• Task goal
Restate verbatim the span of lines below between the line with "negative clicks: (394, 306) (508, 264)" and the line with "box: [559, 271, 600, 299]", including those two lines, and only that span.
== Data excerpts ==
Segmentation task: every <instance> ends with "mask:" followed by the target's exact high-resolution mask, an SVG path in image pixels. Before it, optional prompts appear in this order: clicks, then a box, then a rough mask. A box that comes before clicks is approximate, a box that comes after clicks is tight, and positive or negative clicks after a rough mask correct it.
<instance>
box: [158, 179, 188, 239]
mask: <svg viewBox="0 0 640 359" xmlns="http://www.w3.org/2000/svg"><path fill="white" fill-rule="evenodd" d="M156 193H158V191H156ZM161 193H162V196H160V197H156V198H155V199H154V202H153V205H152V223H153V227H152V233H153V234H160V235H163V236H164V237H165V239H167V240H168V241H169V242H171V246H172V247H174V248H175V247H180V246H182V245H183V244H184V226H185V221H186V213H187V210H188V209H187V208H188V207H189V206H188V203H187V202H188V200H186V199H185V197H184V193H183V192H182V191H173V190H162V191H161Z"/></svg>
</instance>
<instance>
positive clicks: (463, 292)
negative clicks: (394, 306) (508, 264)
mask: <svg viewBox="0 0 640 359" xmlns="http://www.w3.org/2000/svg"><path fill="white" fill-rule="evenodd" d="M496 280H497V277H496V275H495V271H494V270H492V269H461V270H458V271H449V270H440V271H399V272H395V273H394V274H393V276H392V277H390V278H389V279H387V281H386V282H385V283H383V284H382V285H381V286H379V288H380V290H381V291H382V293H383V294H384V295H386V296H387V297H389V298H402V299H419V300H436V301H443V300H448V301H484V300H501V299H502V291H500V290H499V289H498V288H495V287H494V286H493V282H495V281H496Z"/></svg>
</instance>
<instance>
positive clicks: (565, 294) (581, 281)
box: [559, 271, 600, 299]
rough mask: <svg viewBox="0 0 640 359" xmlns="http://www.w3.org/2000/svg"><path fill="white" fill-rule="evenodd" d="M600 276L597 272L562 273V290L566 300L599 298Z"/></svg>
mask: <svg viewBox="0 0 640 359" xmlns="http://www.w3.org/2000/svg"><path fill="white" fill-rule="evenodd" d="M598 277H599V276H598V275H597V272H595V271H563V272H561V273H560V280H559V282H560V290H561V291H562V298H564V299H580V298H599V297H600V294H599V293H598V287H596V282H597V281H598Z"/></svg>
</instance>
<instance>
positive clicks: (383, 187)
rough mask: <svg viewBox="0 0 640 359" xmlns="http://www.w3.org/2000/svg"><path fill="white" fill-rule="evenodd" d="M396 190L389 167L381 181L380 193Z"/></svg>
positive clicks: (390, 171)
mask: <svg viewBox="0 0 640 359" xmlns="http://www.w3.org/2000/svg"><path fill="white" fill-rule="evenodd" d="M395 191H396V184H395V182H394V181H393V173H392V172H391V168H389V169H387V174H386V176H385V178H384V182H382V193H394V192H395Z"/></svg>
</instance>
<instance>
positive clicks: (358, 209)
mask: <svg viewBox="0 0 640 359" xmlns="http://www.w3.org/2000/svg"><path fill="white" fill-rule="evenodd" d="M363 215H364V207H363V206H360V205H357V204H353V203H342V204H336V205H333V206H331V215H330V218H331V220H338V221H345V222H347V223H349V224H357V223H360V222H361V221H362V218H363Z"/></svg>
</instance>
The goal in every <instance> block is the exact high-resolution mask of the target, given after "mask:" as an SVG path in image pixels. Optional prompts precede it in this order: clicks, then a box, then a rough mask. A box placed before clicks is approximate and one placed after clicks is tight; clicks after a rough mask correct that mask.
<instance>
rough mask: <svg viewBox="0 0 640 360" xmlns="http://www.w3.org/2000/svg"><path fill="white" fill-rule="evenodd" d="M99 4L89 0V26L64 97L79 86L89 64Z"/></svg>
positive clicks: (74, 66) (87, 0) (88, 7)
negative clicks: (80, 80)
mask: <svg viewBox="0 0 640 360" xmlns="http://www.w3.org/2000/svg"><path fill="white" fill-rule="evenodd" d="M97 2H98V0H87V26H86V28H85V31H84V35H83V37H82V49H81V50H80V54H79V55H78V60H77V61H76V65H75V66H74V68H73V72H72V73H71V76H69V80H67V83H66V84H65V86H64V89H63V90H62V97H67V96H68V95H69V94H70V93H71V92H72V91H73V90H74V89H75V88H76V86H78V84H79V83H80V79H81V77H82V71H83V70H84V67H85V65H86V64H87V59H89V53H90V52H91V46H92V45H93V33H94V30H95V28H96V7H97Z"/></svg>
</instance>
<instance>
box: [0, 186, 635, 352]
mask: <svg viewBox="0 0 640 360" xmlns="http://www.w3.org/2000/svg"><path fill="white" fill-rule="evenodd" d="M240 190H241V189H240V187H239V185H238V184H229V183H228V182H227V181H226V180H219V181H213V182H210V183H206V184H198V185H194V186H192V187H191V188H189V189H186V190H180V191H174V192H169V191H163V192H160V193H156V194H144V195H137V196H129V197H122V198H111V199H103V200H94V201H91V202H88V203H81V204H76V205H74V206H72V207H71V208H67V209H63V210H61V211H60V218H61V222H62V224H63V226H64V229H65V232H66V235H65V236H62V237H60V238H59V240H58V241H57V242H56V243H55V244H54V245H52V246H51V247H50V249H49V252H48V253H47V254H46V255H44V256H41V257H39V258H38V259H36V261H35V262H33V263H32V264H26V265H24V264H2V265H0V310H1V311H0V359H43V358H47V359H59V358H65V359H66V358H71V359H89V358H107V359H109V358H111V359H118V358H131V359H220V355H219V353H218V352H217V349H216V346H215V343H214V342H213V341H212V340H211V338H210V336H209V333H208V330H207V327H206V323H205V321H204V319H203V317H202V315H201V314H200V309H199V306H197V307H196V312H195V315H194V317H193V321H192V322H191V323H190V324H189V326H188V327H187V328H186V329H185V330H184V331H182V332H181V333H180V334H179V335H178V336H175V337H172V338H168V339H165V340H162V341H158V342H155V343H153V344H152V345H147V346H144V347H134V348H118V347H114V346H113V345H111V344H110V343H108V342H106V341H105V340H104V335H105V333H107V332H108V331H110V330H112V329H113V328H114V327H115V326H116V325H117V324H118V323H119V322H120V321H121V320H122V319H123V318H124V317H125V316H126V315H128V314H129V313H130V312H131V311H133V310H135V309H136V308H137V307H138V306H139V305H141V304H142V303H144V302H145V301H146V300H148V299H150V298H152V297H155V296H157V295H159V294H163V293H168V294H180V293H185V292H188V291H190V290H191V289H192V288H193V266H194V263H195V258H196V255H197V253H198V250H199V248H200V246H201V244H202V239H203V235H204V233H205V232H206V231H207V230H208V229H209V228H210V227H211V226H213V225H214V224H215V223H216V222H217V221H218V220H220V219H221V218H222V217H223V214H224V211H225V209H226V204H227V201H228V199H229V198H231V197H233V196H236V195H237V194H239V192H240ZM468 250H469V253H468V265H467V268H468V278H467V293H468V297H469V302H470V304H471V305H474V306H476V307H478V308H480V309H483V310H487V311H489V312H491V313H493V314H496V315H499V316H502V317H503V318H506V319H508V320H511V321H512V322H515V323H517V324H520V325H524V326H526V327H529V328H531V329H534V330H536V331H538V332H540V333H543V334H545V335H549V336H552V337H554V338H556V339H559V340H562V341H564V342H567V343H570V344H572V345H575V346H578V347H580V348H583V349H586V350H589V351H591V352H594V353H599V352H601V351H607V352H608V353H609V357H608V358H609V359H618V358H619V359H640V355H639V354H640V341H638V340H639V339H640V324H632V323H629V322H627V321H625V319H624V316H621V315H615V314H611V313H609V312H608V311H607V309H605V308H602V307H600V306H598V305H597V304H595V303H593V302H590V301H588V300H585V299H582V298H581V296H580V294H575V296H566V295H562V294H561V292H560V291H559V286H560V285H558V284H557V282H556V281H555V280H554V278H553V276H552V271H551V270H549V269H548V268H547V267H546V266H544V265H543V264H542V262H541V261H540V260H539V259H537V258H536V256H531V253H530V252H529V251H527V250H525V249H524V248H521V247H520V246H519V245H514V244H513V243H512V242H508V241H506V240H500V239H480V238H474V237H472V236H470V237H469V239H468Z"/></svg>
===
• Finished task
negative clicks: (394, 306) (508, 264)
mask: <svg viewBox="0 0 640 359" xmlns="http://www.w3.org/2000/svg"><path fill="white" fill-rule="evenodd" d="M496 280H497V277H496V275H495V271H494V270H492V269H461V270H458V271H449V270H440V271H399V272H395V273H394V274H393V276H392V277H390V278H389V279H387V281H386V282H385V283H383V284H382V285H381V286H379V288H380V290H381V291H382V293H383V294H384V295H386V296H387V297H389V298H402V299H419V300H436V301H443V300H448V301H484V300H501V299H502V291H500V290H499V289H498V288H495V287H494V286H493V282H495V281H496Z"/></svg>
</instance>
<instance>
positive clicks: (565, 294) (581, 281)
box: [559, 271, 600, 299]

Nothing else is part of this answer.